Geometry Optimization in a Workflow
Integrate geometry optimization into you workflow
What is Geometry Optimization and Why Do It?
Geometry optimization is the process of finding the best atomic positions in a molecule. This helps to relax internal forces and lower the molecule’s potential energy.
Molecular databases often store molecules with roughly generated 3D coordinates. These rough structures are not realistic and need optimization. Without this step, the molecular shape will be incorrect, making it unsuitable for tasks like docking and molecular dynamics (MD) simulation.
Potential energy surface
A potential energy surface (PES) is a mathematical function that describes how a molecule’s energy changes with different atomic positions. It helps to understand atomic movements and interactions.
There are different ways to calculate PESs:
High-accuracy methods: Post-Hartree-Fock (e.g., CCSD(T), MRCI) give very precise results but are expensive.
Density Functional Theory (DFT): A balance between accuracy and cost, widely used in computational chemistry.

******************************

▶ EXERCISE TASK 1
Pull out each line of the entries below that contains the word "sweater".

******************************

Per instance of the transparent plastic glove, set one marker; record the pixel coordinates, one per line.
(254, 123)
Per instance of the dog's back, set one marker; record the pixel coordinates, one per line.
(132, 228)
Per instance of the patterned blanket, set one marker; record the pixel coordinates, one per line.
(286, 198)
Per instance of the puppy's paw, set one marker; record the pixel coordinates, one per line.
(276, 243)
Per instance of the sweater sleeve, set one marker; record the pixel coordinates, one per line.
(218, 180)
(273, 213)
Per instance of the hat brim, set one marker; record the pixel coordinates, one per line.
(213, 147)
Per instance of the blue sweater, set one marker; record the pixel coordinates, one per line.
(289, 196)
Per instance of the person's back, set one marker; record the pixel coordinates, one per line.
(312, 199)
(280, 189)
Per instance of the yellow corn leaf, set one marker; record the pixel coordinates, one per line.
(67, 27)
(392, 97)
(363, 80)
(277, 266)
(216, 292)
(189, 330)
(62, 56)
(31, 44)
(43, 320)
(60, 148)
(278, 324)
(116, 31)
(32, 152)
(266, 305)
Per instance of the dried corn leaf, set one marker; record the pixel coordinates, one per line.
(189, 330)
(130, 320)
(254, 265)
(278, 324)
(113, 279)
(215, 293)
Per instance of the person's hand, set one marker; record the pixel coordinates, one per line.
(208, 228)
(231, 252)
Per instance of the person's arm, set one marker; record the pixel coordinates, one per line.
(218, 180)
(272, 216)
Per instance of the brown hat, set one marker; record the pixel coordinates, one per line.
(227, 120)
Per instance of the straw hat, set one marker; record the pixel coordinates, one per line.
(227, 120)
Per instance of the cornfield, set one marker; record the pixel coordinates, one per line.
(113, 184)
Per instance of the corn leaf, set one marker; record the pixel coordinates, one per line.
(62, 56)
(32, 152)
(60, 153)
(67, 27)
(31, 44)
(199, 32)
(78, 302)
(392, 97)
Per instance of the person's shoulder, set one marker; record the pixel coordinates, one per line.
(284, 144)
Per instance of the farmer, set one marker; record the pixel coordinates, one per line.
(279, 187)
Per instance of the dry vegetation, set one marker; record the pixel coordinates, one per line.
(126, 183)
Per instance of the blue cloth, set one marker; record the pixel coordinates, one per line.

******************************

▶ EXERCISE TASK 2
Transcribe the geometry optimization text word for word, starting at "Molecular databases often" and ending at "but are expensive.".

▶ EXERCISE OUTPUT 1
Per instance of the sweater sleeve, set one marker; record the pixel coordinates, one per line.
Per instance of the blue sweater, set one marker; record the pixel coordinates, one per line.

▶ EXERCISE OUTPUT 2
Molecular databases often store molecules with roughly generated 3D coordinates. These rough structures are not realistic and need optimization. Without this step, the molecular shape will be incorrect, making it unsuitable for tasks like docking and molecular dynamics (MD) simulation.
Potential energy surface
A potential energy surface (PES) is a mathematical function that describes how a molecule’s energy changes with different atomic positions. It helps to understand atomic movements and interactions.
There are different ways to calculate PESs:
High-accuracy methods: Post-Hartree-Fock (e.g., CCSD(T), MRCI) give very precise results but are expensive.